Please change "bounding box" to "bounding rectangle" throughout the records below and write out the lines again, leaving all else as it is.

# [Data items]
+ + + + + + +

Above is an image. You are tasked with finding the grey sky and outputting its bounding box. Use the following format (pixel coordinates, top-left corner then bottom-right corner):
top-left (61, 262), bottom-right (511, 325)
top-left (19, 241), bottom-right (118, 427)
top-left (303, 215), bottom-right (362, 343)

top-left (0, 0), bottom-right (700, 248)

+ + + + + + +

# [Solution for this task]
Above is an image. You are tasked with finding the grey sky and outputting its bounding rectangle. Use the following format (pixel coordinates, top-left corner then bottom-right corner):
top-left (61, 262), bottom-right (511, 325)
top-left (19, 241), bottom-right (118, 427)
top-left (303, 215), bottom-right (362, 343)

top-left (0, 0), bottom-right (700, 248)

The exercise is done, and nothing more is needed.